» **REQUIREMENT A**
Add -63 to every x and y coordinate in the answer outlines, then write out everything from the start of the listing down to the line containing "142), (238, 142)]]", requests included, with nothing else changed.

» **TEXT SECTION**
2018-12-26 14:23:24

by Fengguang Wu

[permalink] [raw]
Subject: [RFC][PATCH v2 01/21] e820: cheat PMEM as DRAM

From: Fan Du <[email protected]>

This is a hack to enumerate PMEM as NUMA nodes.
It's necessary for current BIOS that don't yet fill ACPI HMAT table.

WARNING: take care to backup. It is mutual exclusive with libnvdimm
subsystem and can destroy ndctl managed namespaces.

Signed-off-by: Fan Du <[email protected]>
Signed-off-by: Fengguang Wu <[email protected]>
---
arch/x86/kernel/e820.c | 3 ++-
1 file changed, 2 insertions(+), 1 deletion(-)

--- linux.orig/arch/x86/kernel/e820.c 2018-12-23 19:20:34.587078783 +0800
+++ linux/arch/x86/kernel/e820.c 2018-12-23 19:20:34.587078783 +0800
@@ -403,7 +403,8 @@ static int __init __append_e820_table(st
/* Ignore the entry on 64-bit overflow: */
if (start > end && likely(size))

[Lines of data]
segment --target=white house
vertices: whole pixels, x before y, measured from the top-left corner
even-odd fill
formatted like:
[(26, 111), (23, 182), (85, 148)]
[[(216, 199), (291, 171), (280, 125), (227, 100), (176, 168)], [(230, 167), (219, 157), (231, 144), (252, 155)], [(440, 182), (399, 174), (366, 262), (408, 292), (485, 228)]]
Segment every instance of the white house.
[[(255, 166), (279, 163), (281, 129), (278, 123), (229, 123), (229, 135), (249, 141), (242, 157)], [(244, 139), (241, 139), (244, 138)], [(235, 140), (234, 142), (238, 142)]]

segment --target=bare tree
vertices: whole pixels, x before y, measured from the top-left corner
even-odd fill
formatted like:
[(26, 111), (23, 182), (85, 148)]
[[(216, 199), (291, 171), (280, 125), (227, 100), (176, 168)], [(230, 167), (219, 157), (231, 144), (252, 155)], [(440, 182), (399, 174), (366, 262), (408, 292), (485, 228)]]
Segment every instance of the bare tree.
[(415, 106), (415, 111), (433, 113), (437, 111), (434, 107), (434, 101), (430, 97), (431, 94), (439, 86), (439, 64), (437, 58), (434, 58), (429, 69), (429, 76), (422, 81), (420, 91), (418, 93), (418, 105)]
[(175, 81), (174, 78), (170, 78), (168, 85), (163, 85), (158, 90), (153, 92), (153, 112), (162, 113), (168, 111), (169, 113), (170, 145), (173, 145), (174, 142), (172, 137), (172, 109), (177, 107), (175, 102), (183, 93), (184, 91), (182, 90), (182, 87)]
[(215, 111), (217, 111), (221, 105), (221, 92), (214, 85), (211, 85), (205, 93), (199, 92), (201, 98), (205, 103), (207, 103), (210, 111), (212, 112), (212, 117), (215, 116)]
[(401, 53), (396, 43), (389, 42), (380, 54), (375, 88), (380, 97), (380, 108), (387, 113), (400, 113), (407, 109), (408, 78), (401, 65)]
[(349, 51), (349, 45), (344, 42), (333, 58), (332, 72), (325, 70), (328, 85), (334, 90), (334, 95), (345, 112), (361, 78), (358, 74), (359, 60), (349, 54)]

» **REQUIREMENT B**
Transcribe the kernel patch email word for word, everything from "Signed-off-by: Fan Du" down to "end && likely(size))".

» **WRITTEN ANSWER A**
segment --target=white house
vertices: whole pixels, x before y, measured from the top-left corner
even-odd fill
formatted like:
[(26, 111), (23, 182), (85, 148)]
[[(216, 199), (291, 171), (280, 125), (227, 100), (176, 168)], [(230, 167), (219, 157), (231, 144), (252, 155)], [(440, 182), (399, 174), (366, 262), (408, 292), (485, 228)]]
Segment every instance of the white house.
[[(192, 103), (216, 100), (218, 66), (215, 60), (166, 60), (166, 72), (186, 78), (179, 94)], [(181, 76), (178, 76), (181, 75)], [(172, 77), (171, 79), (175, 79)]]

» **WRITTEN ANSWER B**
Signed-off-by: Fan Du <[email protected]>
Signed-off-by: Fengguang Wu <[email protected]>
---
arch/x86/kernel/e820.c | 3 ++-
1 file changed, 2 insertions(+), 1 deletion(-)

--- linux.orig/arch/x86/kernel/e820.c 2018-12-23 19:20:34.587078783 +0800
+++ linux/arch/x86/kernel/e820.c 2018-12-23 19:20:34.587078783 +0800
@@ -403,7 +403,8 @@ static int __init __append_e820_table(st
/* Ignore the entry on 64-bit overflow: */
if (start > end && likely(size))